Source extract >>
--------------------------------

Monday, March 26, 2012

The Fun of Collecting Photo Gear

How many times have you heard this from fellow photographers? “It is not the gear, it is the photographer”...

Yes, we all know that it is the photographer that truly makes the image. However, I have yet to see a photograph created with no equipment. We NEED our gear. Let’s face another reality. For some of us collecting all the gear is just plain fun! The gear might not make me a better photographer but it does do two things:

1. It gives me more options
  • I like the idea of traveling light but I also like the idea of having everything I could possibly need right there with me. The equipment should be used to give us photographic options. I have a motto. “It is better to have and don’t need than to need and don’t have.” I take everything to a wedding or portrait shoot. Most of it may remain in my vehicle or in a room at the church and will never be used. However, in the off chance that I need the extra equipment I have it available.
  • There is a caveat here though. Unless you really know your equipment too many options can be disruptive. You have to know your gear.
  • Here is an exception: If I going on a hike or photo walk I am a bit more weight conscious and try and travel as light as possible. For me the lighter I travel the more I photograph.

2. It satisfies my techie side!!
  • This may not be common knowledge to most of you but I am a geek… Shocking I know.  I try and keep my ear to the technology rail and I watch the rumor sites daily to see what new and cool gear may be coming out to help me with my photography.
When all is said and done collecting gear is part of what makes photography fun and it is OKAY to say so!!!

--------------------------------

Excerpts of labeled region data:
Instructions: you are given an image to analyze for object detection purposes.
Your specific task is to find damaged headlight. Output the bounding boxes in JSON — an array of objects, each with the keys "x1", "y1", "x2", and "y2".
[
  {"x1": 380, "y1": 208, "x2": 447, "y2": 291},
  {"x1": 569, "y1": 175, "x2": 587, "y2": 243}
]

--------------------------------

Set of tasks >>
a – Locate every line in the rows that contains the word "keys", and copy each such line.
b – Continue the blog post on collecting photo gear from the point at which it ends.

Outputs >>
a –
Your specific task is to find damaged headlight. Output the bounding boxes in JSON — an array of objects, each with the keys "x1", "y1", "x2", and "y2".

b –
Sunday, March 25, 2012

Hanging with the Frogs

1/160 @ f/8
Most of you know I live near the Everglades National Park.  Well, last night I loaded the family up at about 8:00pm to head deep into the Glades at the prospect of photographing some tree frogs.  There are a couple of trees at one of the simple pull offs that were rumored to be loaded with the little rascals after dark.  I am very happy to report that those rumors were VERY true.

I knew that the light would be nonexistent so I decided to take a portrait lighting set up.  I brought a light stand, umbrella, and a flash (outfitted with Pocket Wizards for remote triggering).  There were a few challenges capturing these images but with a little patience I was able to overcome them.  The challenges included trying to get the camera tripod set up just right for the images, shining a light on the frogs to allow for focusing, getting the off camera lighting set up (very interesting in tight quarters with an umbrella), and swatting mosquitoes.  If you managed to get all that set up and working it was just a matter of moments before the little guys decided to jump to another location.  Normally I would have my wife help but we brought our son (who's 3).  It just didn't seem like a good idea to let him run free in the Everglades at night...  eh, call me an over protective father.

1/160 @ f/7.1
I used my Nikon D700 with a 105 f/2.8 macro lens.  The hardest part was dealing with the lack of light and the shallow depth of field when shooting macro.  Always remember, the closer you are to your subject the more compressed the depth of field becomes.  If you are shooting normally you know that an f/8 aperture gives you a considerable amount of DOF.  When you are shooting macro and you are very close to your subject the same f/8 will produces a very shallow DOF.  The images you see here were all shot between f/7.1 and f/8.  Just look at how everything in front of the eyes and everything behind the eyes falls quickly out of focus.

1/160 @ f/8
This was a great place to go.

Remember, if you ever have any questions shoot me an email or give me a call.  You may not be the only one with the question and perhaps I can answer it with a blog post.

Thursday, March 15, 2012

Take the Camera with You!

I often have to remind myself to take the camera with me...  After all, it is really hard to take photos without a camera.  Today I was headed out the door to visit a local airport for recurrent training and I decided to through my camera in the truck.  While leaving the airfield I noticed the thunderclouds in the background and this beautiful yellow tree in the foreground.  It was the stark contrast that caught my attention.  I hopped out of the truck and took a few frames.

Here is what I got.  Notice how the tree is positioned.  I am using the rule of thirds by placing the branches in the upper left third of the image.  This works because the tree itself is extending out to the right and causes the eye to move.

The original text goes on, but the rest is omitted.